Passage shown:
When adenocarcinoma and squamous lysates were titrated together, the adenocarcinoma prediction score decreased roughly linearly with the adenocarcinoma concentration. Thus, samples that were predominantly adenocarcinoma also had a high probably of being classified correctly, and samples that were predominantly squamous were very unlikely to be misclassified as adenocarcinoma. Samples that had more equal mixtures of adenocarcinoma and squamous lysates had modest prediction probability scores, which means that such samples would not be classified accurately as either cancer subtype. With regard to the mixed tumor experiments described in this paragraph, it is important to note that, clinically, it is unusual to find a significant proportion (e.g., 50:50, 60:40, 40:60) of both squamous and nonsquamous subtypes in the same NSCLC biopsy.

In summary, these Examples describe, among other things, representative and robust gene sets and NSCLC squamous/nonsquamous classifiers that provide reliable results in multiple independent experiments, using several distinct analytical methods, with samples from various sources to mimic the variability of a typical community hospital setting, and regardless of inherent sample related variation. These rigorous requirements for classifier discovery, training and validation eliminated genes that may seem correlated to a desired class in one given scenario by random chance, and focused on genes that convey genuine clinically relevant information.

While this disclosure has been described with an emphasis upon particular embodiments, it will be obvious to those of ordinary skill in the art that variations of the particular embodiments may be used and it is intended that the disclosure may be practiced otherwise than as specifically described herein. Accordingly, this disclosure includes all modifications encompassed within the spirit and scope of the disclosure as defined by the following claims:

Claims

1. A method of characterizing a lung sample obtained from a subject, comprising:

obtaining from the sample raw expression values for each of at least two biomarkers in Table 2, 3, or 4 and at least one normalization biomarker(s);

normalizing the raw expression values for each of the at least two biomarkers in Table 2, 3, or 4 to the raw expression values for the at least one normalization biomarker(s) to produce normalized expression values for each of the at least two biomarkers in Table 2, 3, or 4;

combining the normalized expression values for each of the at least two biomarkers in Table 2, 3, or 4 to generate an output value;

comparing the output value to a cut-off value, wherein the cut-off value was determined by regression analysis of normalized expression values for the at least two biomarkers in Table 2, 3, or 4 in a plurality of NSCLC samples known in advance to be squamous cell NSCLC or nonsquamous cell NSCLC; and

characterizing the sample as squamous cell NSCLC if the output value is on the same side of the cut-off value as the plurality of known squamous cell NSCLC samples or characterizing the sample as nonsquamous cell NSCLC if the output value is on the same side of the cut-off value as the plurality of known nonsquamous cell NSCLC samples.

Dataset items
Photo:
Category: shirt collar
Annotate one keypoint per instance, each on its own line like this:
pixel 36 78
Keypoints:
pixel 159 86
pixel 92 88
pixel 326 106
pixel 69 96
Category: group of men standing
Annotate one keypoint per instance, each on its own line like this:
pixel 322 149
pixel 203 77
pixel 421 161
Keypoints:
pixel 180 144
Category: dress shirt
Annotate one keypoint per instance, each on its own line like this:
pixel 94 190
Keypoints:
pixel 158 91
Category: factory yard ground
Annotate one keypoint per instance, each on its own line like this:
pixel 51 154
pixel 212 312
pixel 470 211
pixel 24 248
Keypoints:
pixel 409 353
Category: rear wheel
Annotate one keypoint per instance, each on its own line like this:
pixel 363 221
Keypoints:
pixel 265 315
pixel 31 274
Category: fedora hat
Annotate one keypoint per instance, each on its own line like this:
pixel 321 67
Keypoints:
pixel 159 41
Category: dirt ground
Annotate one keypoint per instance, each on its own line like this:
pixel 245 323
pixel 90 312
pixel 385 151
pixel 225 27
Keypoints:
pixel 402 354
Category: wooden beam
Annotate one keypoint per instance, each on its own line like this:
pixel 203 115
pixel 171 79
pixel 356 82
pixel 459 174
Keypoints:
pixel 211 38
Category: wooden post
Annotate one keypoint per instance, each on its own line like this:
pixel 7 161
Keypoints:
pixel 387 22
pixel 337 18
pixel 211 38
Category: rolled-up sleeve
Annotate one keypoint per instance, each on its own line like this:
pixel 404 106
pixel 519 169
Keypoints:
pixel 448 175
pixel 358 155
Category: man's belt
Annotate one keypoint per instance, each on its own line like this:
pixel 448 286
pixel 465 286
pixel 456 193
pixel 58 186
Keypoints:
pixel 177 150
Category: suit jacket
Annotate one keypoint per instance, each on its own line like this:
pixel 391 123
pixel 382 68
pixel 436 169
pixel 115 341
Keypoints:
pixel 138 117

Task instructions:
1. Decide whether each statement agrees with the lung cancer passage. For each, answer yes or no and quote the words of the passage that settle it.
(a) Samples that were mostly squamous were often misclassified as adenocarcinoma.
(b) NSCLC biopsies commonly contain roughly equal proportions of squamous and nonsquamous subtypes.
(c) The method in claim 1 normalizes raw expression values to at least one normalization biomarker.
2. Answer these questions from the lung cancer passage:
(a) What prediction probability scores did samples with more equal mixtures of adenocarcinoma and squamous lysates have?
(b) According to the summary, what were samples from various sources meant to mimic?
(c) In claim 1, how was the cut-off value determined?

Your responses:
1.
(a) No: "samples that were predominantly squamous were very unlikely to be misclassified as adenocarcinoma"
(b) No: "clinically, it is unusual to find a significant proportion (e.g., 50:50, 60:40, 40:60) of both squamous and nonsquamous subtypes in the same NSCLC biopsy"
(c) Yes: "normalizing the raw expression values for each of the at least two biomarkers in Table 2, 3, or 4 to the raw expression values for the at least one normalization biomarker(s)"

2.
(a) Modest prediction probability scores.
(b) The variability of a typical community hospital setting.
(c) By regression analysis of normalized expression values for the at least two biomarkers in Table 2, 3, or 4 in a plurality of NSCLC samples known in advance to be squamous cell NSCLC or nonsquamous cell NSCLC.